┌──

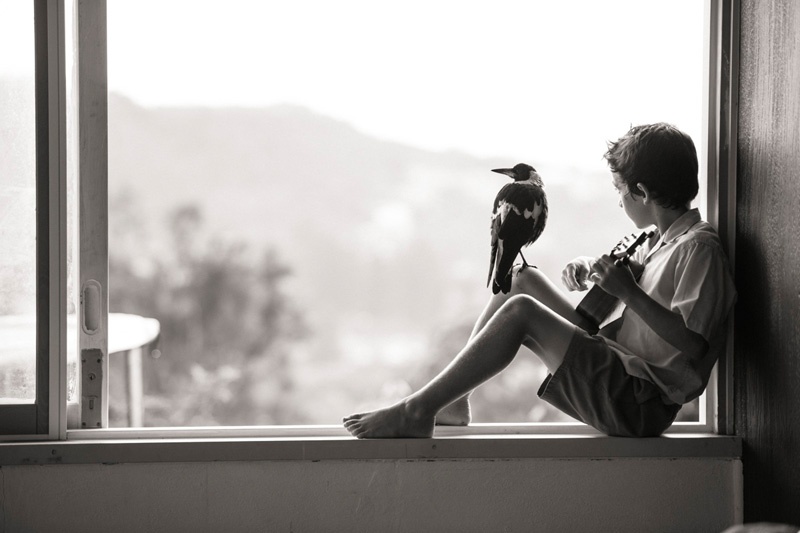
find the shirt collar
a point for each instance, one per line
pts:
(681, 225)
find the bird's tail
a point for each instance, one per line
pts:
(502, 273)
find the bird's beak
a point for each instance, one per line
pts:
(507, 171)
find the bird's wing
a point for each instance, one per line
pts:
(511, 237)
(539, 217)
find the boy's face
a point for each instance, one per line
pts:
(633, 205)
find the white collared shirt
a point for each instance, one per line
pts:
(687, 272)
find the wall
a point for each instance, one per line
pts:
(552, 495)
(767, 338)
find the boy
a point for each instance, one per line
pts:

└──

Problem
Copy all the data exactly as written, but skip any picture.

Task response
find the shirt collar
a point for each instance, one per line
pts:
(681, 225)
find the bird's tail
a point for each instance, one per line
pts:
(502, 273)
find the bird's beak
a point for each instance, one per line
pts:
(507, 171)
find the bird's wing
a point for each instance, one per line
pts:
(511, 237)
(539, 217)
find the boy's face
a point for each instance, one per line
pts:
(633, 205)
find the white collared shirt
a point for each instance, one per line
pts:
(687, 272)
find the wall
a point for each instance, one per line
pts:
(552, 495)
(767, 338)
find the boy
a point for each instance, one per line
pts:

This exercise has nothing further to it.